- Stated exercise: Restate every line of the material, word for word.
--- Material provided ---
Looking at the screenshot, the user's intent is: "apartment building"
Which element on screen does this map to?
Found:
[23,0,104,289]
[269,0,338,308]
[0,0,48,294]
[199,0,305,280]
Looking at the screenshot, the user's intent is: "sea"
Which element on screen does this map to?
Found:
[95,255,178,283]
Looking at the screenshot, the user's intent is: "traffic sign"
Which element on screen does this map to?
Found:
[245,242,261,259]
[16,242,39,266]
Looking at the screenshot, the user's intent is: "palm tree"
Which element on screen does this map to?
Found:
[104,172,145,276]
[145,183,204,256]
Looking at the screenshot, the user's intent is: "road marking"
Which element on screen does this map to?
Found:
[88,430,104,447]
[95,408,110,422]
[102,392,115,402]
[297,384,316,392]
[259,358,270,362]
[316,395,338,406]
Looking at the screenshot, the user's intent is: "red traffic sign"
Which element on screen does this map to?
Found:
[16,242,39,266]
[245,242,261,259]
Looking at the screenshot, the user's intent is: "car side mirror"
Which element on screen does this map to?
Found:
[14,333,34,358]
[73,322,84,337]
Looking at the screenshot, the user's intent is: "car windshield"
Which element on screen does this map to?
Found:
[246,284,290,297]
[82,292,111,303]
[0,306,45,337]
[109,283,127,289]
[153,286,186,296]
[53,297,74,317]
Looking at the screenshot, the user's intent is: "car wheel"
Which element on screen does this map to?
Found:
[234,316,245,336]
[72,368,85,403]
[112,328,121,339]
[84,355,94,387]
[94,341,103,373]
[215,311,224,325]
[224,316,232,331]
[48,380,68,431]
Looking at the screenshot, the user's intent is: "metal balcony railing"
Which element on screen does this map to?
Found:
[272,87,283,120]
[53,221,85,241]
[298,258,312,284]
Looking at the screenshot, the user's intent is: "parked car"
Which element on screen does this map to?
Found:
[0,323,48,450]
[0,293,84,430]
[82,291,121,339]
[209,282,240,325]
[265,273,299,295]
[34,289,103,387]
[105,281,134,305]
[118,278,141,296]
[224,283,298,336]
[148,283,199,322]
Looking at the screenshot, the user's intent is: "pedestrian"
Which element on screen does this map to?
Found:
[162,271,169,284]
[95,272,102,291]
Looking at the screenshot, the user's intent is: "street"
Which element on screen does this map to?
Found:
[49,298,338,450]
---
- Solution:
Looking at the screenshot, the user's intent is: "apartment building"
Which element on screen does this map to?
Found:
[23,0,104,289]
[269,0,338,308]
[0,0,48,294]
[199,0,305,280]
Looking at the screenshot, the user's intent is: "sea"
Which element on screen does this map to?
Found:
[95,255,178,283]
Looking at the screenshot, the user's intent is: "traffic sign"
Which element on screen does this map to?
Found:
[245,242,261,259]
[16,242,39,266]
Looking at the screenshot, the user's intent is: "palm tree"
Which element on screen does this map to?
Found:
[104,172,145,276]
[145,183,204,256]
Looking at the screenshot, the user's intent is: "road marking"
Which element on screen does this map to?
Found:
[88,430,104,447]
[95,408,110,422]
[102,392,115,402]
[297,384,316,392]
[259,358,270,362]
[316,395,338,406]
Looking at the screenshot, the user's intent is: "red traffic sign"
Which element on screen does this map to?
Found:
[16,242,39,266]
[245,242,261,259]
Looking at the screenshot, the user's intent is: "car side mirror"
Which element on screen does this map to?
Found:
[14,333,34,358]
[73,322,84,337]
Looking at the screenshot, the user's intent is: "car windshield"
Which element on screen does this map to?
Found:
[246,284,290,297]
[82,292,111,303]
[0,306,45,337]
[109,283,127,289]
[153,286,186,296]
[53,297,74,317]
Looking at the screenshot, the user's intent is: "car wheel"
Which element on screen does this map to?
Found:
[234,316,245,336]
[72,368,85,403]
[112,328,121,339]
[84,355,94,387]
[94,341,103,373]
[215,311,224,325]
[224,316,232,331]
[48,380,68,431]
Looking at the screenshot, the user's intent is: "metal balcony railing"
Which element on screen does this map to?
Found:
[272,87,283,120]
[53,221,85,241]
[298,258,312,284]
Looking at the screenshot, the user's intent is: "parked car"
Which element on screen does this map to?
Found:
[0,323,48,450]
[0,293,84,430]
[82,291,121,339]
[209,282,240,325]
[265,273,299,295]
[34,289,103,387]
[105,281,134,305]
[118,278,141,296]
[224,283,298,336]
[148,283,199,322]
Looking at the screenshot, the user's intent is: "pedestrian"
Which element on screen does this map to?
Found:
[162,271,169,284]
[95,272,102,291]
Looking at the screenshot, the user's intent is: "street"
Which element on screen does this map to?
Found:
[49,298,338,450]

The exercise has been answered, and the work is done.